Prompt: Copy each of the following rows word for word, keeping every line unchanged and in its original order.

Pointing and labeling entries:
╭──
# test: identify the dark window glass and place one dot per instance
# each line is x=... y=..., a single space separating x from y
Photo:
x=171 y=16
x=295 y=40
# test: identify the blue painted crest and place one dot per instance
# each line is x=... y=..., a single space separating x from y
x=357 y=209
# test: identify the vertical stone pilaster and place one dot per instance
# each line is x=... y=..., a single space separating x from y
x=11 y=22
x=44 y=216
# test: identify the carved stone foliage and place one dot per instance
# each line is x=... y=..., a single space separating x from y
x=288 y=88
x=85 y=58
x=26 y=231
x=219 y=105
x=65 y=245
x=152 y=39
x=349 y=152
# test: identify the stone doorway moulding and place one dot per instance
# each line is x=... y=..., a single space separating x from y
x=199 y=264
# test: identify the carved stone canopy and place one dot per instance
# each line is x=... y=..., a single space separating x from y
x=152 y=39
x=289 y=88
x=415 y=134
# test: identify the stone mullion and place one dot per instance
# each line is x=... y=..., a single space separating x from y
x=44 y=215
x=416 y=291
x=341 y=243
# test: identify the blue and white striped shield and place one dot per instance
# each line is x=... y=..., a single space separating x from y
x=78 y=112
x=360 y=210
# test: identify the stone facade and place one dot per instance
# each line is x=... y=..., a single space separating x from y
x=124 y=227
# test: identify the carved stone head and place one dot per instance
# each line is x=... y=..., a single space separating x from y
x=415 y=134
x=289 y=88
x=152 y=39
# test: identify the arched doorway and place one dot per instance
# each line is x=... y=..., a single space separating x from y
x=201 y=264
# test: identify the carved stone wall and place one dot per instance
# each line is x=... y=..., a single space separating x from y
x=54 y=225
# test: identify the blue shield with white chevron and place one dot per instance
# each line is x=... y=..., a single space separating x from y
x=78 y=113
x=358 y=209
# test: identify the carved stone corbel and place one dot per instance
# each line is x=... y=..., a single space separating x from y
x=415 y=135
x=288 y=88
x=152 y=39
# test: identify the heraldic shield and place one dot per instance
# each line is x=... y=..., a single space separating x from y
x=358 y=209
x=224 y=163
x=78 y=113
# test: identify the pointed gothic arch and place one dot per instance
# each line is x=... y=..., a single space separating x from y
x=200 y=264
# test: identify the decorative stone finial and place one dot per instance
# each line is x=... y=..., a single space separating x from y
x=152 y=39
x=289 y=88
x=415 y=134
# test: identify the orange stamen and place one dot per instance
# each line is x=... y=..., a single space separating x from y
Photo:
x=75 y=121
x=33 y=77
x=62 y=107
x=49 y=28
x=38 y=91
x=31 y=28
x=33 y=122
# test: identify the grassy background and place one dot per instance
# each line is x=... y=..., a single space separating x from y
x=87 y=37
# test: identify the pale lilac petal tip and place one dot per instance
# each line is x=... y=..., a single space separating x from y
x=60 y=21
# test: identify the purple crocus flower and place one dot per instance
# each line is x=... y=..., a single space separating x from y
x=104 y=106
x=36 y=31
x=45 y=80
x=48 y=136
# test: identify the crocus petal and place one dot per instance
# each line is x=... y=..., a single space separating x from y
╰──
Response to this task:
# test: identify the dark window glass and place one dot per instance
# each line is x=... y=..., a single space separating x from y
Photo:
x=171 y=16
x=295 y=40
# test: identify the blue painted crest and place one dot per instance
# each line is x=... y=..., a single space separating x from y
x=357 y=209
# test: identify the vertical stone pilaster and place one dot per instance
# each line is x=... y=..., a single space separating x from y
x=11 y=22
x=44 y=216
# test: identify the carved stone foliage and place one dot per instance
# each line is x=... y=..., a single space separating x from y
x=288 y=88
x=85 y=58
x=26 y=231
x=219 y=105
x=65 y=245
x=152 y=39
x=349 y=152
# test: identify the stone doorway moulding and place one dot per instance
# each line is x=... y=..., a single space separating x from y
x=199 y=264
# test: identify the carved stone canopy and place one dot per instance
# each line is x=... y=..., a single space separating x from y
x=152 y=39
x=289 y=88
x=415 y=134
# test: identify the stone mullion and place one dot per instance
# each line is x=... y=..., a single space separating x from y
x=44 y=215
x=416 y=291
x=341 y=243
# test: identify the blue and white striped shield and place one dot per instance
# each line is x=... y=..., a single space separating x from y
x=78 y=112
x=360 y=210
# test: identify the stone facade and place one dot per instance
# each line is x=... y=..., a single space separating x from y
x=124 y=227
# test: identify the carved stone head and place one dot per instance
# each line is x=... y=..., a single space separating x from y
x=415 y=134
x=289 y=88
x=152 y=39
# test: identify the arched doorway and place one dot per instance
# each line is x=... y=..., a single space separating x from y
x=201 y=264
# test: identify the carved stone wall and place one dot per instance
# each line is x=... y=..., a single space separating x from y
x=54 y=225
# test: identify the blue shield with white chevron and place one dot per instance
# each line is x=... y=..., a single space separating x from y
x=78 y=113
x=358 y=209
# test: identify the carved stone corbel and place one dot per instance
# each line is x=... y=..., a single space separating x from y
x=415 y=135
x=288 y=88
x=152 y=39
# test: identify the heraldic shield and place one dot per instance
# each line is x=... y=..., a single space separating x from y
x=358 y=209
x=224 y=163
x=78 y=113
# test: identify the pointed gothic arch and place one dot per instance
# each line is x=... y=..., a single space separating x from y
x=200 y=264
# test: identify the decorative stone finial and place one dot per instance
# each line is x=... y=..., a single space separating x from y
x=152 y=39
x=289 y=88
x=415 y=134
# test: identify the orange stamen and place one dot per instance
# each line is x=... y=..., a single space separating x from y
Photo:
x=75 y=121
x=33 y=77
x=62 y=107
x=49 y=28
x=38 y=91
x=31 y=28
x=33 y=122
# test: identify the grassy background and place one dot per instance
# each line is x=... y=..., a single space separating x from y
x=87 y=37
# test: identify the pale lilac petal tip and place one dot per instance
# each line is x=... y=..., a single space separating x from y
x=60 y=21
# test: identify the purple crocus flower and place one dot per instance
# each line is x=... y=..., a single space separating x from y
x=104 y=106
x=36 y=31
x=45 y=80
x=48 y=136
# test: identify the crocus petal and place one dot per instance
# each line is x=... y=..., a single space separating x from y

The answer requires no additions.